本発明は、ポリビニルアルコール(A)、ノニオン系界面活性剤(B)及びアニオン系界面活性剤(C)を含有するポリビニルアルコールフィルム及びそれを用いた偏光フィルムの製造方法に関する。
ポリビニルアルコール(以下、PVAと略記することがある)フィルムは、透明性、光学特性、機械的強度、水溶性などに関するユニークな性質を利用して様々な用途に使用されている。特に、その優れた光学特性を利用して、液晶ディスプレイ(LCD)の基本的な構成要素である偏光板を構成する偏光フィルムの製造原料(原反フィルム)としてPVAフィルムが使用されており、その用途が拡大している。LCD用偏光板には高い光学性能が求められ、その構成要素である偏光フィルムに対しても高い光学性能が要求される。
偏光板は、一般的に、原反のPVAフィルムに染色、一軸延伸、および必要に応じてホウ素化合物等による固定処理等を施して偏光フィルムを製造した後、当該偏光フィルムの表面に三酢酸セルロース(TAC)フィルムなどの保護膜を貼り合わせることによって製造される。そして、原反のPVAフィルムは、一般的に、キャスト製膜法等のPVAを含む製膜原液を乾燥させる方法によって製造される。
これまでにPVAフィルムやその製造方法に関する多くの技術が知られている。特許文献1には、界面活性剤として鎖数が2のポリオキシエチレンラウリルアミンを含むPVA樹脂水溶液を調製し、前記PVA樹脂水溶液を30~120秒の接触時間でドラム型ロールと接触させてキャスト法により製膜し、前記PVA水溶液中の水分の蒸発速度を15~30重量%/分とすることにより、水分率5重量%以下のPVAフィルムを得たことが記載されている。これによれば、搬送性能に優れ、光学欠点のないPVAフィルムを得ることができるとされている。
また、特許文献2には、PVA樹脂、硫酸エステル塩型アニオン系界面活性剤(a)としてドデシル硫酸ナトリウム、エーテル型ノニオン系界面活性剤(b)としてポリオキシエチレンドデシルエーテル、及び含窒素型ノニオン系界面活性剤(c)としてラウリン酸ジエタノールアミドを含むPVAフィルムが記載されている。これによれば、光学的スジや光学的色ムラ等のない優れた光学特性を有し、かつ耐ブロッキング性に優れた効果を発揮できるとされている。

## データセット
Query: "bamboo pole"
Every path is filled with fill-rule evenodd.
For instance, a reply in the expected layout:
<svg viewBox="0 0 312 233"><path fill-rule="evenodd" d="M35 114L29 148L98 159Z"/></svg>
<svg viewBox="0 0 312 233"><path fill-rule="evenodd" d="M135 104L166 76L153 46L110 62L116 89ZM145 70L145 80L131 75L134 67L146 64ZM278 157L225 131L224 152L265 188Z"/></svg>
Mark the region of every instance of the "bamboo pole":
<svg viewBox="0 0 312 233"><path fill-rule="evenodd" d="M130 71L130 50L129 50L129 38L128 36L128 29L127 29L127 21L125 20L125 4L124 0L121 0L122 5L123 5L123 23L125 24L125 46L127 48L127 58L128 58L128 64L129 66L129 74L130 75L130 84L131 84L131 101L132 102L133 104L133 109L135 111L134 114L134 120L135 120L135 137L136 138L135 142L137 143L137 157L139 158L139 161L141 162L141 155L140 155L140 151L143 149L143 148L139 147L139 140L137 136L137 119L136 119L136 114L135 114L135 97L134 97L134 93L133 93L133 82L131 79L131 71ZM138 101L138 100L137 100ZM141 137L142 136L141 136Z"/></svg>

## 問題
a - PVAフィルムの文章のうち、「本発明は、ポリビニルアルコー」で始まり「せる方法によって製造される。」で終わる部分を、「偏光板」を「偏光シート」に入れ替えて書き直すこと。
b - PVAフィルムの文章を、最後の文の後から書き継ぐこと。

## 解答
a -
本発明は、ポリビニルアルコール(A)、ノニオン系界面活性剤(B)及びアニオン系界面活性剤(C)を含有するポリビニルアルコールフィルム及びそれを用いた偏光フィルムの製造方法に関する。
ポリビニルアルコール(以下、PVAと略記することがある)フィルムは、透明性、光学特性、機械的強度、水溶性などに関するユニークな性質を利用して様々な用途に使用されている。特に、その優れた光学特性を利用して、液晶ディスプレイ(LCD)の基本的な構成要素である偏光シートを構成する偏光フィルムの製造原料(原反フィルム)としてPVAフィルムが使用されており、その用途が拡大している。LCD用偏光シートには高い光学性能が求められ、その構成要素である偏光フィルムに対しても高い光学性能が要求される。
偏光シートは、一般的に、原反のPVAフィルムに染色、一軸延伸、および必要に応じてホウ素化合物等による固定処理等を施して偏光フィルムを製造した後、当該偏光フィルムの表面に三酢酸セルロース(TAC)フィルムなどの保護膜を貼り合わせることによって製造される。そして、原反のPVAフィルムは、一般的に、キャスト製膜法等のPVAを含む製膜原液を乾燥させる方法によって製造される。

b -
更に、特許文献3には、PVA樹脂、エーテル型ノニオン系界面活性剤(a)としてポリオキシエチレンドデシルエーテル、及び二種類の含窒素型ノニオン系界面活性剤(b)としてポリオキシエチレンドデシルアミンとラウリン酸ジエタノールアミドを含有するPVAフィルムが記載されている。これによれば、光学的スジ等のない優れた光学特性を有し、かつ耐ブロッキング性に優れた効果を発揮できるとされている。
特開2011-245872号公報 特開2005-206809号公報 特開2005-206810号公報
しかしながら、特許文献1~3で得られるPVAフィルムでは、活性剤凝集物が形成され、Haze(ヘイズ)が悪化することになり、改善が求められていた。また、特許文献2、3のように、ノニオン系界面活性剤として3級アミド型のラウリン酸ジエタノールアミドを用いた場合には、その耐加水分解性(耐熱性)が低いことにより配合量を多大にする必要があり、経済性の観点から改善の余地があった。また、3級アミド型のノニオン系界面活性剤を多量に配合すると、その分解物が滞留しやすく製膜工程中の汚れが発生しやすくなり、生産性の観点からも改善の余地があった。
そこで、本願発明者らが鋭意検討したところ、2級アミド型のノニオン系界面活性剤は、3級アミド型のノニオン系界面活性剤と比較して耐熱性が優れることが見出された。すなわち、PVAフィルム製造時における経済性及び生産性の観点からは、2級アミド型のノニオン系界面活性剤を用いることが好ましいということである。しかしながら、2級アミド型のノニオン系界面活性剤を単独で用いた場合には、得られるPVAフィルムにおいて、活性剤凝集物の個数が多く、ヘイズの値が高く、光学欠陥が発生することを本願発明者らは確認している。したがって、本発明は、耐熱性の高い2級アミド型のノニオン系界面活性剤を用いた場合であっても、活性剤凝集物の個数が少なく、ヘイズの値が低く、光学欠陥が少なく、延伸倍率が高く、偏光フィルムに加工した際の偏光性能も良好なPVAフィルム、及びそれを用いた偏光フィルムの製造方法を提供することを目的とする。
上記課題は、ポリビニルアルコール(A)、ノニオン系界面活性剤(B)及びアニオン系界面活性剤(C)を含有するポリビニルアルコールフィルムであって、
ノニオン系界面活性剤(B)が下記式(I)で示される2級アミド型の脂肪族アルカノールアミドであり、
ノニオン系界面活性剤(B)の含有量が、ポリビニルアルコール(A)100質量部に対して0.01~0.12質量部であり、
アニオン系界面活性剤(C)の含有量が、ポリビニルアルコール(A)100質量部に対して0.01~0.24質量部であるポリビニルアルコールフィルムを提供することによって解決される。
Figure 0007282100000001
[式(I)中、Rは炭素数8~18のアルキル基であり、ポリオキシエチレン鎖数(n)が2~10である。]
このとき、ノニオン系界面活性剤(B)とアニオン系界面活性剤(C)の合計含有量(B+C)が、ポリビニルアルコール(A)100質量部に対して、0.05~0.24質量部であることが好ましい。
また、ノニオン系界面活性剤(B)とアニオン系界面活性剤(C)の含有質量比率(B:C)が20:80~80:20であることが好ましい。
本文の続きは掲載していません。